▸ **Data for this task**
-- Begin --

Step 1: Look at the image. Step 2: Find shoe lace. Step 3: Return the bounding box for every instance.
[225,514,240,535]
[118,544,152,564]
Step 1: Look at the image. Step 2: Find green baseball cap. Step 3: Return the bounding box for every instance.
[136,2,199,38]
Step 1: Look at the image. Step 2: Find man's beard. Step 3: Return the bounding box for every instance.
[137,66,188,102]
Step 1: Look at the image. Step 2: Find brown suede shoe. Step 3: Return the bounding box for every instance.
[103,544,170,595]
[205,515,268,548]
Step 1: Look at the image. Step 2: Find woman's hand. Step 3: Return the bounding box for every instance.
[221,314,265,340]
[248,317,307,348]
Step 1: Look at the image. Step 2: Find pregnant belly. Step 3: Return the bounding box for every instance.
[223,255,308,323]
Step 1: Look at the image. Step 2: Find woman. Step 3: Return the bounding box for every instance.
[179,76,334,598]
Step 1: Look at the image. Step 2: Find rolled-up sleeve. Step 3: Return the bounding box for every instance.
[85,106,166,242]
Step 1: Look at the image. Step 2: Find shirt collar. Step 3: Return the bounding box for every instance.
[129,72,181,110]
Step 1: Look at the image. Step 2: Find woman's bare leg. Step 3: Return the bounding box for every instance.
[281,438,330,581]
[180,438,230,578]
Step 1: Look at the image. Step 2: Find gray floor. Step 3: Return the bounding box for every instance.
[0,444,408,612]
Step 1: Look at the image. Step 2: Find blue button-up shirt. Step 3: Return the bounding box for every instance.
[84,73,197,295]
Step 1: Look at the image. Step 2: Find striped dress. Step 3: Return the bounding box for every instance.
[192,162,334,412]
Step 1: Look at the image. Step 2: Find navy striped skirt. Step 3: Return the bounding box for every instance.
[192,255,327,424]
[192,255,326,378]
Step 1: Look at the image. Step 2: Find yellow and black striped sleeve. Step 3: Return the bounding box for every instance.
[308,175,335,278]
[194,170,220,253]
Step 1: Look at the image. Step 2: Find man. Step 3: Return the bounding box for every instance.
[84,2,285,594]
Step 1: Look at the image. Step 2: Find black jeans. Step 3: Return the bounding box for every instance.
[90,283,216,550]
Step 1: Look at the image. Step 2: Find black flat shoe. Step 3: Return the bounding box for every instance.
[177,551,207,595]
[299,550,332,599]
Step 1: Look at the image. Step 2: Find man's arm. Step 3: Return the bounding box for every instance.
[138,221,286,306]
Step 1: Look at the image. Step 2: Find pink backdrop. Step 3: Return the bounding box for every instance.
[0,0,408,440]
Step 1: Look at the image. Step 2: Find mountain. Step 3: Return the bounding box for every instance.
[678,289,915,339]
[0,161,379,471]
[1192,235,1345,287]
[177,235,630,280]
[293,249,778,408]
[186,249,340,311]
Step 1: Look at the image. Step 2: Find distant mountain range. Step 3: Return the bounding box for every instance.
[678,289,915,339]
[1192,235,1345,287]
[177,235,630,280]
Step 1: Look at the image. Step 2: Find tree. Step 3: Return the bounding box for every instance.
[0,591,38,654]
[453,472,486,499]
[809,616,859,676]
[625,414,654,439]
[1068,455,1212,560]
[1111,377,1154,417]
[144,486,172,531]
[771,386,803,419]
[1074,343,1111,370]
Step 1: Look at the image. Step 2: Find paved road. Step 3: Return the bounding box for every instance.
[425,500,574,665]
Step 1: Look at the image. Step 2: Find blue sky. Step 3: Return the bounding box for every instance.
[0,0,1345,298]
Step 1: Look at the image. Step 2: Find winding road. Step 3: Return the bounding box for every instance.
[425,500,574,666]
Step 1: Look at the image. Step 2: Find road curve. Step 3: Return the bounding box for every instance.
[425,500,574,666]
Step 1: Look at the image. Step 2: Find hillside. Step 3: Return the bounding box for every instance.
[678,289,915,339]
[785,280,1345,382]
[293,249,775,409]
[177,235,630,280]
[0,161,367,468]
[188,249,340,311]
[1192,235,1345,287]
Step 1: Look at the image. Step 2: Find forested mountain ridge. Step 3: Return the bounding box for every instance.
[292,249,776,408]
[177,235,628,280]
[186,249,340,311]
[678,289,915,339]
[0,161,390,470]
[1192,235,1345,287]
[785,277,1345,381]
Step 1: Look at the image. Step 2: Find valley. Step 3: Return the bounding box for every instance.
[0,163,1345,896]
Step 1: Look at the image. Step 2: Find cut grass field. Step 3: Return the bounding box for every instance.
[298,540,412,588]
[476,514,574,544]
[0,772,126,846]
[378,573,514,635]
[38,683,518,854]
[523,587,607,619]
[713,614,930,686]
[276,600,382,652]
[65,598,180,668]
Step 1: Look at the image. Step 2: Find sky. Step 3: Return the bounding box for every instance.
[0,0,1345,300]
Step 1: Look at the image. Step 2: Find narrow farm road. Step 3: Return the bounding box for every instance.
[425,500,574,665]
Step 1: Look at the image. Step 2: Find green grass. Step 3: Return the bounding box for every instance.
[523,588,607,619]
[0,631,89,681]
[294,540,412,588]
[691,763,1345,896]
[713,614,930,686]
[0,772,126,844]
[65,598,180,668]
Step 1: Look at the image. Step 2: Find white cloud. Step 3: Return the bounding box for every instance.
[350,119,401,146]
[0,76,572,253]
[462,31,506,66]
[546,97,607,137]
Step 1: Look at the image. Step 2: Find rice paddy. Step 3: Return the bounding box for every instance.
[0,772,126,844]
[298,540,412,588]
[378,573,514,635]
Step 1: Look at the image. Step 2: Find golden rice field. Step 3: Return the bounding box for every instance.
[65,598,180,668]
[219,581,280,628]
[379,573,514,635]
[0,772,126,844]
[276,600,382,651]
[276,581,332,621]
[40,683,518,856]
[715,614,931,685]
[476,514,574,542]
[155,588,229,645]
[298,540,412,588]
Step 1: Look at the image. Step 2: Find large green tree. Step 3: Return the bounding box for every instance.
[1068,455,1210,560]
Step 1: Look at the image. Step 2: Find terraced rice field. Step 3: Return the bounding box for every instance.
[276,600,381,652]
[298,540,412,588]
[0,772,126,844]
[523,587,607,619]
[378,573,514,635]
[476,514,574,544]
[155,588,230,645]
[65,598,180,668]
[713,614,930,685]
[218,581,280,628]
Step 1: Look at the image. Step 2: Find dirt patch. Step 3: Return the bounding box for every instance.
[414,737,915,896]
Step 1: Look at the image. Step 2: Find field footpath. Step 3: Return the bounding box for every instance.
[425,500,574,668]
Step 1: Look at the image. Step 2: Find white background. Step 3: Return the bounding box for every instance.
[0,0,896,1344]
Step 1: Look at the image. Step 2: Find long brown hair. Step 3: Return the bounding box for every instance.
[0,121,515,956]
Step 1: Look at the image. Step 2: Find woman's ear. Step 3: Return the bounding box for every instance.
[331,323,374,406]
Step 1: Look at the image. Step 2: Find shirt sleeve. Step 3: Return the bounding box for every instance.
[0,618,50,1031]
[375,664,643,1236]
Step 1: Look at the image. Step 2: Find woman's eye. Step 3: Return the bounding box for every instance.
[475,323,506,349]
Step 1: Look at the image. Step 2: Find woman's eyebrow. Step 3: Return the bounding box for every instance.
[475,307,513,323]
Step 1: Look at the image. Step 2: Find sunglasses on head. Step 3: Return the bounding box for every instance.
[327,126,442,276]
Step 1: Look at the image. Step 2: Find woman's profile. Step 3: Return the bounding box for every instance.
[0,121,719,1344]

-- End --

Rewrite all of the records above, swapping "bounding box" for "enclosing rectangle" and leaving everything else unchanged.

Step 1: Look at the image. Step 2: Find shoe lace. Step 3: Return the enclosing rectangle for every instance.
[225,514,240,535]
[118,544,152,564]
Step 1: Look at the image. Step 2: Find green baseball cap. Step 3: Return the enclosing rectangle for every instance.
[136,2,199,38]
Step 1: Look at the image. Step 2: Find man's beard. Step 3: Return the enclosing rectangle for every instance.
[137,66,188,102]
Step 1: Look at the image. Step 2: Find brown suede shoe. Step 3: Return the enclosing rectangle for every instance.
[103,544,170,595]
[205,515,268,548]
Step 1: Look at the image. Step 2: Find woman's hand. Step 3: Return the enclosing rectangle for every instance.
[221,314,265,340]
[248,317,307,348]
Step 1: Look at the image. Step 2: Find pregnant belly. Step 3: Return the enclosing rectangle for every instance.
[223,255,308,323]
Step 1: Look at the image. Step 2: Find woman. Step 3: Return the enclosing rectangle for every instance.
[179,76,334,598]
Step 1: Look at the image. Step 2: Find rolled-up sleeve. Step 3: Return the enclosing rectangle for every instance.
[85,106,166,242]
Step 1: Look at the image. Step 2: Find shirt collar. Step 3: Return the enclosing rectangle for every instance.
[129,72,181,110]
Step 1: Look at the image. Step 2: Find woman's bare leg. Step 3: Return the enclosing rectangle for every instance.
[281,438,330,581]
[180,438,230,578]
Step 1: Look at the image. Step 2: Find gray floor. Step 3: Return the enclosing rectangle for every instance.
[0,444,408,612]
Step 1: Look at the image. Step 2: Find blue button-up shirt. Step 3: Return the enclosing rectangle for every instance.
[84,73,197,295]
Step 1: Look at the image. Step 2: Find striped dress. Step 3: Return the enclosing rectangle for every instance.
[192,162,334,412]
Step 1: Look at the image. Step 2: Find navy striped skirt. Step 3: Return the enclosing rectangle for every instance.
[192,255,327,424]
[192,255,326,378]
Step 1: Look at the image. Step 2: Find yellow and black striped sleeve. Step 3: Return the enclosing rectangle for every instance.
[308,175,335,278]
[194,170,220,253]
Step 1: Look at the image. Step 2: Find man. Step 3: Return the enclosing rectangle for every instance.
[84,2,285,594]
Step 1: Look at the image. Step 2: Find black jeans. Step 3: Return the enclosing rectangle for every instance.
[90,283,216,550]
Step 1: Look at the image. Step 2: Find black flat shoe. Step 3: Return the enclosing rectangle for every instance.
[177,551,207,595]
[299,550,332,599]
Step 1: Look at the image. Step 2: Find man's arm. Step 3: Return the enclosing rectangle for every instance.
[138,221,286,306]
Step 1: Look at the image. Step 2: Find pink backdrop. Step 3: Return the enclosing rectangle for every instance.
[0,0,408,440]
Step 1: Look at the image. Step 2: Find mountain. Step 3: Return the enclosing rectangle for every instance.
[678,289,915,339]
[0,161,379,471]
[1192,235,1345,287]
[177,235,630,280]
[293,249,778,408]
[186,249,340,311]
Step 1: Look at the image. Step 2: Find distant mountain range. Step 3: Return the enclosing rectangle for every instance.
[678,289,915,339]
[1192,235,1345,287]
[177,235,630,280]
Step 1: Look at the image. Step 2: Find tree. Step 3: Return the enclosing rectangle for every instance.
[0,591,38,654]
[453,472,486,499]
[809,616,859,676]
[625,414,654,439]
[1068,455,1212,560]
[1111,377,1154,417]
[144,486,172,531]
[771,386,803,419]
[1074,343,1111,370]
Step 1: Look at the image. Step 2: Find paved road. Step 3: Return the enclosing rectangle for every instance.
[425,500,574,665]
Step 1: Look at the image. Step 2: Find blue sky. Step 3: Return the enclosing rectangle for every instance.
[0,0,1345,298]
Step 1: Look at the image. Step 2: Find winding road. Step 3: Return the enclosing rectangle for every instance.
[425,500,574,666]
Step 1: Look at the image. Step 2: Find road curve. Step 3: Return the enclosing rectangle for every instance.
[425,500,574,666]
Step 1: Look at the image. Step 2: Find hillside. Step 3: Return the enclosing rectangle for every instance.
[678,289,915,339]
[785,280,1345,382]
[293,249,775,409]
[177,235,630,280]
[0,161,367,468]
[188,249,340,311]
[1192,235,1345,287]
Step 1: Look at the image. Step 2: Find forested mountain ridge. Step 3: Return the enclosing rectangle for every instance.
[292,249,776,408]
[177,235,628,280]
[186,249,340,311]
[678,289,915,339]
[0,161,390,470]
[1192,235,1345,287]
[785,277,1345,381]
Step 1: Look at the image. Step 2: Find valley. Step 3: Return the enclosing rectangle for every instance.
[0,163,1345,896]
Step 1: Look at the image. Step 2: Find cut grass field. Step 3: Return the enclosing rectangle for every instance.
[298,540,412,588]
[476,514,574,544]
[0,772,126,846]
[378,573,514,635]
[38,683,518,854]
[523,587,607,619]
[713,614,930,686]
[276,600,382,652]
[65,598,180,668]
Step 1: Look at the image. Step 2: Find sky. Step 3: Return the enclosing rectangle for every instance.
[0,0,1345,300]
Step 1: Look at the image. Step 2: Find narrow farm road. Step 3: Return the enclosing rectangle for every instance.
[425,500,574,665]
Step 1: Look at the image. Step 2: Find green grass. Step 3: Return the enclosing rectangle for every instance.
[523,588,607,619]
[0,631,89,681]
[294,540,412,588]
[691,763,1345,896]
[713,614,930,686]
[0,772,126,844]
[65,598,180,668]
Step 1: Look at the image. Step 2: Find white cloud. Step 3: Return the enclosing rectangle for every instance.
[350,119,401,146]
[0,76,572,253]
[462,31,506,66]
[546,97,607,137]
Step 1: Look at the image. Step 2: Find rice paddy. Step 3: Return the enclosing rectangle for every instance.
[0,772,126,844]
[298,540,412,588]
[378,573,514,635]
Step 1: Look at the image. Step 2: Find golden rice field. Step 3: Return the enclosing rectangle for every instance.
[65,598,180,668]
[219,581,280,628]
[379,573,514,635]
[0,772,126,844]
[276,600,382,651]
[276,581,332,621]
[40,683,518,856]
[715,614,931,685]
[476,514,574,542]
[155,588,229,645]
[298,540,412,588]
Step 1: Look at the image. Step 2: Find large green tree. Step 3: Return the enclosing rectangle for every instance.
[1068,455,1210,560]
Step 1: Look at the image. Step 2: Find terraced rice field. Step 3: Return the enclosing rectangle for every instance.
[276,600,381,652]
[298,540,412,588]
[0,772,126,844]
[523,587,607,619]
[378,573,514,635]
[476,514,574,544]
[155,588,230,645]
[65,598,180,668]
[713,614,930,685]
[218,581,280,628]
Step 1: Look at the image. Step 2: Find dirt patch. Step 3: Return the enclosing rectangle for every instance.
[414,737,915,896]
Step 1: Look at the image. Step 2: Find field footpath. Step 3: Return the enclosing rectangle for every instance.
[425,500,574,668]
Step 1: Look at the image. Step 2: Find white background. Step 3: Return the enclosing rectangle for every instance.
[0,0,896,1344]
Step 1: Look at the image. Step 2: Find long brown hair. Step 3: Return the enclosing rectangle for every instance.
[0,121,515,956]
Step 1: Look at the image. Step 2: Find woman's ear. Step 3: Return the enclosing rectangle for every instance.
[331,323,374,406]
Step 1: Look at the image. Step 2: Find shirt sleeve. Step 3: Return the enclosing rectangle for every instance.
[0,618,50,1031]
[375,664,643,1236]
Step 1: Look at the image. Step 2: Find woman's eye. Step 3: Return the enclosing rectangle for every instance.
[475,323,506,349]
Step 1: Look at the image. Step 2: Find woman's eyebrow. Step 3: Return the enclosing rectangle for every instance.
[475,307,513,323]
Step 1: Look at the image. Step 2: Find sunglasses on head. Step 3: Return the enclosing rectangle for every instance.
[327,126,442,276]
Step 1: Look at the image. Step 2: Find woman's profile. Step 3: Return the enclosing rectangle for every instance.
[0,121,719,1344]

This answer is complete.